### Image location labeling items
Begin
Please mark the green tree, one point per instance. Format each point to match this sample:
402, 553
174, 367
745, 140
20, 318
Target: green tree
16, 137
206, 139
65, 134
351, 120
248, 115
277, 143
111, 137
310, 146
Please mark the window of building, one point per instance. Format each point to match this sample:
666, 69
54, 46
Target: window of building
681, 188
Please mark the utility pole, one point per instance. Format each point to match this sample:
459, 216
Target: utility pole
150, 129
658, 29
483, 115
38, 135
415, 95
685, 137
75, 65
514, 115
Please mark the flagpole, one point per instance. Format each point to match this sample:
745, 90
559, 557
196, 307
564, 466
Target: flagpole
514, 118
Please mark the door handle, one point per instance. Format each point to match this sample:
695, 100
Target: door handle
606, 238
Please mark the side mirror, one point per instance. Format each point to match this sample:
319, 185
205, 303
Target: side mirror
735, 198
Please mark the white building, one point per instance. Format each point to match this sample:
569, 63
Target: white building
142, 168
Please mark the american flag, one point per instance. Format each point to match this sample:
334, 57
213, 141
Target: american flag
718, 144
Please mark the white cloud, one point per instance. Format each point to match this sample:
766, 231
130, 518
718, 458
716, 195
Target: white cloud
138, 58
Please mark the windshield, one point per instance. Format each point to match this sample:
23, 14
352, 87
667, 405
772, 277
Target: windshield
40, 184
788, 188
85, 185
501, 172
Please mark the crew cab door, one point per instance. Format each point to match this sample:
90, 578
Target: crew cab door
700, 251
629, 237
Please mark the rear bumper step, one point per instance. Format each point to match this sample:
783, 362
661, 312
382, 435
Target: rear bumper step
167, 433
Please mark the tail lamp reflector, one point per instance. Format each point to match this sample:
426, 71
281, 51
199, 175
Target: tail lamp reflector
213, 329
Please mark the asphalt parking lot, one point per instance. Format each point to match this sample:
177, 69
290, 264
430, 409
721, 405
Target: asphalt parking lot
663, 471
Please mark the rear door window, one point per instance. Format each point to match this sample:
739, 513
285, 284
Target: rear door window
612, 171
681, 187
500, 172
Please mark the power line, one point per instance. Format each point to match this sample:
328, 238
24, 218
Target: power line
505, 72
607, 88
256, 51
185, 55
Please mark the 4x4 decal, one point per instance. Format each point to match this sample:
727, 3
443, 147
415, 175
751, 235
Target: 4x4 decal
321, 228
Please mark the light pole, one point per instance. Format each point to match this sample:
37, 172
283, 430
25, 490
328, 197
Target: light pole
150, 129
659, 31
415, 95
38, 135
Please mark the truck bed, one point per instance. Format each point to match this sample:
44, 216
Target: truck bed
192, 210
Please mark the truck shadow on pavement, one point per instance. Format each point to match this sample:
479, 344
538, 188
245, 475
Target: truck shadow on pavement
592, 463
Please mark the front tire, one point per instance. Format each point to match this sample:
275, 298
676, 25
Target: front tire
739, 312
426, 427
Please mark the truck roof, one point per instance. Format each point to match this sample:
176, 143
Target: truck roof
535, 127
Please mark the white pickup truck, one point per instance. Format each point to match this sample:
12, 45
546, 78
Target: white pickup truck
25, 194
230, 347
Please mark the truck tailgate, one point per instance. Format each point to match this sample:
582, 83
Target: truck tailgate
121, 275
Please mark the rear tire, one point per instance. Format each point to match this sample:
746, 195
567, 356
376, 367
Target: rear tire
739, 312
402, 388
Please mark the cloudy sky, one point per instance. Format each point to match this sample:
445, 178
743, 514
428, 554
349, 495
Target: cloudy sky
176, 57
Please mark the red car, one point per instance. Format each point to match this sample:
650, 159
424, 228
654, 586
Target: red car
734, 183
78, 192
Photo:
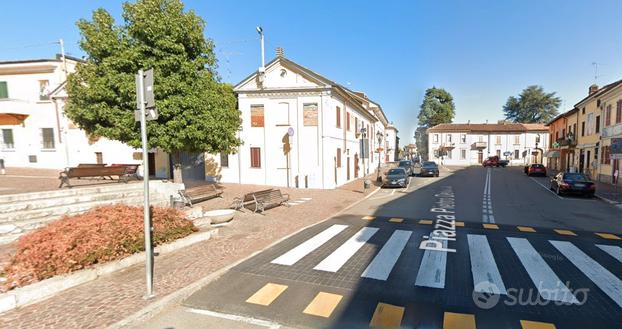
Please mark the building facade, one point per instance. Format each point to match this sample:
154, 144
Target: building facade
470, 144
300, 129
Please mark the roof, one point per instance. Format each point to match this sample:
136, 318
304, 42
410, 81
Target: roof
488, 127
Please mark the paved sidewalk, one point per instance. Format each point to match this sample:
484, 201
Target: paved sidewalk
112, 298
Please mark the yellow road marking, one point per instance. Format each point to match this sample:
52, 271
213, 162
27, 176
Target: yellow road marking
387, 316
609, 236
323, 304
536, 325
526, 229
267, 294
565, 232
458, 321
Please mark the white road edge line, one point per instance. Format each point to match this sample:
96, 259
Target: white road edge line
239, 318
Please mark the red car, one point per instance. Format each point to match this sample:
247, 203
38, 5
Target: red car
536, 169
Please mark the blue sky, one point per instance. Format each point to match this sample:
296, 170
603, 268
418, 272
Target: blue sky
480, 51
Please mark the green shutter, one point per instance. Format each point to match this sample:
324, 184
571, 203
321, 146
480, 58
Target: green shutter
4, 90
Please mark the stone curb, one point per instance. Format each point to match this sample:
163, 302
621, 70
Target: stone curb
45, 289
154, 308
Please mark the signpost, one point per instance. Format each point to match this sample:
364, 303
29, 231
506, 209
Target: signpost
146, 111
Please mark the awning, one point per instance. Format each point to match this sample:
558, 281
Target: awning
552, 154
13, 112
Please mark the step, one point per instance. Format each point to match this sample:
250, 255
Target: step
22, 216
67, 192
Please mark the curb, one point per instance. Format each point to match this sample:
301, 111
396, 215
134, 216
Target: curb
154, 308
47, 288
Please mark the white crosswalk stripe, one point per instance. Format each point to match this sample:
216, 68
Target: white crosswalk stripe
546, 281
381, 266
335, 261
296, 254
486, 276
605, 280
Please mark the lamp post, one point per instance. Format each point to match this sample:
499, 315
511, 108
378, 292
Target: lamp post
379, 136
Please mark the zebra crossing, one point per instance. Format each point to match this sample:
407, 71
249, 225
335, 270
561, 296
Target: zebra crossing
485, 273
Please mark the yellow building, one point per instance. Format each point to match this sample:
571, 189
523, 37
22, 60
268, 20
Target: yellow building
611, 109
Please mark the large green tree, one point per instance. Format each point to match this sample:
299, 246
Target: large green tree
533, 105
197, 112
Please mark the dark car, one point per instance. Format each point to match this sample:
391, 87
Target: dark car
396, 177
430, 169
407, 165
536, 169
573, 183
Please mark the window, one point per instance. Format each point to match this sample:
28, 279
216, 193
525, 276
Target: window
257, 118
44, 90
338, 113
338, 158
47, 138
310, 114
607, 116
255, 157
4, 90
348, 121
224, 160
7, 139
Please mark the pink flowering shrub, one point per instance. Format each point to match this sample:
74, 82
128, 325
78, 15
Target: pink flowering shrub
97, 236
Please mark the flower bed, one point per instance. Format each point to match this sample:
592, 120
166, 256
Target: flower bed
97, 236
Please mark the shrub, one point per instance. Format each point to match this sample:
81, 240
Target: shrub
97, 236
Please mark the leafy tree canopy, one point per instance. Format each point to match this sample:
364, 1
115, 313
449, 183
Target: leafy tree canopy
437, 107
197, 113
533, 105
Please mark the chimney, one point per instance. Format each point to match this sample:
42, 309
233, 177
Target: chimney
280, 52
593, 89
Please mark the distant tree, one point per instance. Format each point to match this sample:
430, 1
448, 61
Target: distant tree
437, 107
197, 113
533, 105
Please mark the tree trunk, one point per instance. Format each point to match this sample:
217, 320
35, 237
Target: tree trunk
177, 177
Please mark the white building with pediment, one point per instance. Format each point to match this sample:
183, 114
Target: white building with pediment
300, 129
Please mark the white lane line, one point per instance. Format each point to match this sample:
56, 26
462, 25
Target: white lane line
432, 269
381, 266
546, 188
486, 276
605, 280
546, 281
296, 254
335, 261
614, 251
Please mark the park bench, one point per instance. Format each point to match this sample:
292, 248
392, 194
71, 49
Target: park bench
259, 201
92, 172
199, 193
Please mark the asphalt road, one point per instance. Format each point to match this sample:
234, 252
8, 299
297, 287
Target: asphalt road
474, 248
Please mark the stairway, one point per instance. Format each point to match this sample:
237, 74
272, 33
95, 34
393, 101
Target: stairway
20, 213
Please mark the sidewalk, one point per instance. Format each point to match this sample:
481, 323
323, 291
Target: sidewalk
110, 299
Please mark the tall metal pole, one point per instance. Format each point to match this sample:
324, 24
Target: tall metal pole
146, 210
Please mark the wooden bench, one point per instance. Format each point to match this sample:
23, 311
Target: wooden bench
92, 172
199, 193
259, 201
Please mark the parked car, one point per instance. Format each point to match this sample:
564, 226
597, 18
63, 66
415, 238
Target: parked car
429, 168
575, 183
536, 169
396, 177
407, 165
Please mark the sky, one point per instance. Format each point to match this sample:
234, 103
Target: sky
482, 52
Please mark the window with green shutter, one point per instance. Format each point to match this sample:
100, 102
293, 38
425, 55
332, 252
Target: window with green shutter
4, 90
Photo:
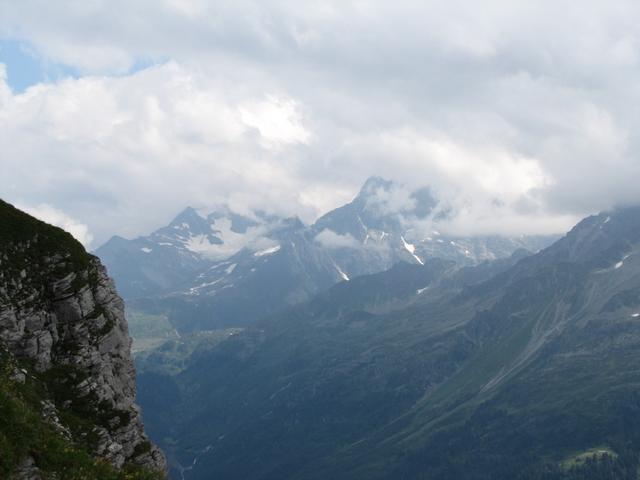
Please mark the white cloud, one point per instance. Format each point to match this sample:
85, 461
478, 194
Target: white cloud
520, 115
56, 217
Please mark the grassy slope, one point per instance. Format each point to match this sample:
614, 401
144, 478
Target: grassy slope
24, 244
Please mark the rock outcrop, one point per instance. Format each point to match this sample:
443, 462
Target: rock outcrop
60, 316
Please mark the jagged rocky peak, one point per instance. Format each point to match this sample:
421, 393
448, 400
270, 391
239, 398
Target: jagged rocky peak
63, 322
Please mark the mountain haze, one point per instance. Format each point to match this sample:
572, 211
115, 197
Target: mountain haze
520, 368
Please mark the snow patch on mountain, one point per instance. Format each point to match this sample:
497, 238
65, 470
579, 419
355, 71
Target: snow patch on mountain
412, 250
267, 251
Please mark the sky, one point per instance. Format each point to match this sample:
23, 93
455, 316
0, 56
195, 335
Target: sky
115, 115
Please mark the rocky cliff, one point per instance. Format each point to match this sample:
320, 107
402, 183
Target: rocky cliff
66, 349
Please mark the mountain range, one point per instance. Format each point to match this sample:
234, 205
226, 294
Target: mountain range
525, 367
220, 269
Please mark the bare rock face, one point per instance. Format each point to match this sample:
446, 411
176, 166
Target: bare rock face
59, 310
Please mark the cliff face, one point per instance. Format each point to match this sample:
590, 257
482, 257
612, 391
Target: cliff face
63, 323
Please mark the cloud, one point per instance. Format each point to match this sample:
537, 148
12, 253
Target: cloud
330, 239
56, 217
519, 115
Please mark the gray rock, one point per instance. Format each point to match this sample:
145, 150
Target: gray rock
83, 328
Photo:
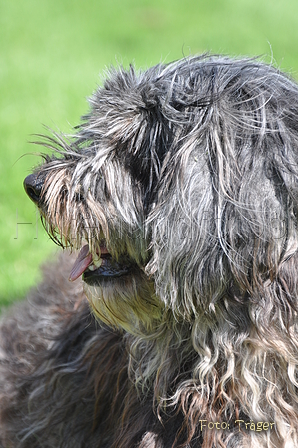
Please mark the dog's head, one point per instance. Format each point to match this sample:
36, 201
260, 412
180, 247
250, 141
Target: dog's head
180, 190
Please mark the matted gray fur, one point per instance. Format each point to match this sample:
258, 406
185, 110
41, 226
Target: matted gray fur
180, 189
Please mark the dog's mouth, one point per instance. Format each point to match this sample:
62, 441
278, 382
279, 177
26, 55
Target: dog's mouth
96, 267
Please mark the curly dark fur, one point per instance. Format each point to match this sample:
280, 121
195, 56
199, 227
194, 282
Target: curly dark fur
183, 181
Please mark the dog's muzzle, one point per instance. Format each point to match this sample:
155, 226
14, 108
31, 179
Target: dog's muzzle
33, 186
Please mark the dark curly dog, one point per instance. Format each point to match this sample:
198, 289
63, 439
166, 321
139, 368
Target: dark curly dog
180, 189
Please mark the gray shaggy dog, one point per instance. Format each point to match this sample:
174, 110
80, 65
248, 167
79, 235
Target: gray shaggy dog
180, 191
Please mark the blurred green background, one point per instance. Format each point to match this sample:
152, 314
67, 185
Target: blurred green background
52, 52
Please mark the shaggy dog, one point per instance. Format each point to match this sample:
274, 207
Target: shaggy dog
180, 191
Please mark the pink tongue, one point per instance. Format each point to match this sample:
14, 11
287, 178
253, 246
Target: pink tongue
82, 262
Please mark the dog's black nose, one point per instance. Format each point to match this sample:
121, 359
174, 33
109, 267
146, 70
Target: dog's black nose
33, 185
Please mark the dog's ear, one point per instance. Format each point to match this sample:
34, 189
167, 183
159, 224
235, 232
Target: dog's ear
224, 223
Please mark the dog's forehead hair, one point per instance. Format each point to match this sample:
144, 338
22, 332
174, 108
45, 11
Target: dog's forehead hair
147, 119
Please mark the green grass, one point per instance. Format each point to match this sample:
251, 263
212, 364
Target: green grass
51, 55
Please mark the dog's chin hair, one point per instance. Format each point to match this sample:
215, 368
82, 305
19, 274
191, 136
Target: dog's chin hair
127, 302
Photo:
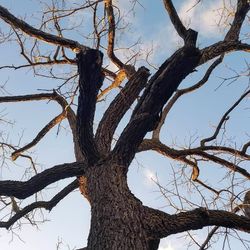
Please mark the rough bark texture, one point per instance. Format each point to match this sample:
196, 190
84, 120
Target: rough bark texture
117, 215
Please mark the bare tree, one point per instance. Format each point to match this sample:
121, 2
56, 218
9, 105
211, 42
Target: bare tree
119, 220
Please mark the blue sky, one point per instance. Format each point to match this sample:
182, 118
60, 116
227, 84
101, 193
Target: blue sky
194, 115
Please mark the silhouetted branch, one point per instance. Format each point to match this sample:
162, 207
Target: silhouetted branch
48, 205
24, 189
180, 155
179, 93
147, 112
111, 34
40, 135
223, 119
90, 81
118, 107
243, 6
161, 225
39, 34
180, 28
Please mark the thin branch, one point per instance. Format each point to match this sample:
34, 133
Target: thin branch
180, 155
40, 135
24, 189
176, 21
209, 236
39, 34
179, 93
111, 34
90, 81
118, 107
147, 112
48, 205
243, 6
223, 119
161, 225
221, 48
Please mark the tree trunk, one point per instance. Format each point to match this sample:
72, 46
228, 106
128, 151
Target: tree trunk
116, 214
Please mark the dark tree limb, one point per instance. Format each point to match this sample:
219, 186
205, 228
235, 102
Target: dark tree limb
48, 205
161, 225
24, 98
39, 34
179, 93
90, 81
243, 6
111, 34
220, 48
146, 114
24, 189
223, 119
209, 236
118, 107
176, 21
40, 135
180, 155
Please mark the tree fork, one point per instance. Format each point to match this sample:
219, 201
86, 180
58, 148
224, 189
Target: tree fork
117, 216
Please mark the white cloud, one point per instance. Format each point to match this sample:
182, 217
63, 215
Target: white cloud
150, 177
167, 246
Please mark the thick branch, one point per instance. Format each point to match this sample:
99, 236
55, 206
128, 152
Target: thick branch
147, 112
48, 205
181, 155
223, 119
90, 81
221, 48
39, 34
24, 189
118, 107
243, 6
179, 93
161, 225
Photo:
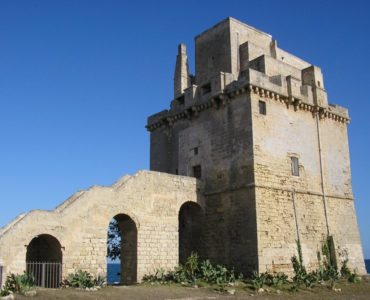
End
### WHAT YOU SHOULD DO
Reproduce the items from the line containing "Please mark the thick" through the end of the items, scaling every answer coordinate by 2.05 and rounding to whole numbers with halves rounded up, while keeping the requests and their format samples unchanged. Leave the pictures out of your output.

### SOLUTION BELOW
Please mark the thick branch, one point per instance. Format each point to match this sample:
99, 236
55, 206
128, 152
Target: thick branch
301, 230
98, 420
371, 318
457, 244
185, 166
453, 98
80, 70
49, 387
242, 219
498, 12
367, 191
330, 461
Photo:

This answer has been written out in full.